:: FRAGMENTO MOSTRADO ::
┏━━

Hijo ilegítimo de Juan de Porres, noble español perteneciente a la Orden de Alcántara y descendiente de cruzados, y de Ana Velásquez, negra liberta, Martín nació a inicios de diciembre de 1579. De temperamento dócil y piadoso, desde pequeño fue conducido por el Espíritu Santo en las vías de la santidad.
En plena infancia, su padre lo legitimó, así como a su pequeña hermana Juana, llevando a ambos a Guayaquil, en donde ocupaba un alto cargo de gobierno. Martín tuvo allí la oportunidad de aprender a leer y escribir. Cuatro años después, nombrado gobernador de Panamá, Juan de Porres devolvió el niño a su madre y dejó a su hija Juana a los cuidados de otros familiares.
De regreso a Lima, Martín entró en calidad de aprendiz en la botica de Mateo Pastor, quien ejercía el oficio de cirujano, dentista y barbero. Allí el joven mulato aprendió los rudimentos de la medicina, que después le serían tan útiles en el convento.

┗━━

:: MATERIAL PROPORCIONADO ::

┏━━

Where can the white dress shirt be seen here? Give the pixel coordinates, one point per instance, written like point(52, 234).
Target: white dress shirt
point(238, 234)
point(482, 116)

┗━━

:: TAREAS ::
[1] Enumera las ciudades o territorios que se nombran en el fragmento sobre Martín de Porres.
[2] Prosigue el fragmento sobre Martín de Porres desde su última oración.
Las líneas no tienen relación con el fragmento.

:: RESULTADOS ESPERADOS ::
[1] Guayaquil, Panamá y Lima.

[2]
Si Martín progresaba en el aprendizaje del oficio, avanzaba mucho más aún en la ciencia de los santos, el amor divino. Fue lo que lo llevó, a los 15 años, a pensar en servir solamente a Dios, ingresando en un convento.
En aquella feliz época de fervor religioso la santidad florecía en Lima, la capital del Virreinato del Perú, donde a lo largo del siglo XVII vemos a figuras del porte de Santo Toribio de Mogrovejo, San Francisco Solano, Santa Rosa de Lima, San Juan Masías, la Beata Ana de los Ángeles Monteagudo y Ponce de León, el venerable mercedario Fray Pedro Urraca, el venerable Virrey Pedro Antonio Fernández de Castro, Conde de Lemos y el venerable jesuita P. Francisco del Castillo.
El “donado”
Fue en el convento de Nuestra Señora del Rosario donde Martín quiso entrar en calidad de donado, es decir, casi como un esclavo. Se comprometía a servir toda la vida, sin ningún vínculo con la comunidad, y con el único beneficio de vestir el hábito religioso. Ana Velásquez, en un acto de desprendimiento admirable, no sólo le permitió a su hijo dar ese paso, sino que ella misma quiso entregarlo al convento.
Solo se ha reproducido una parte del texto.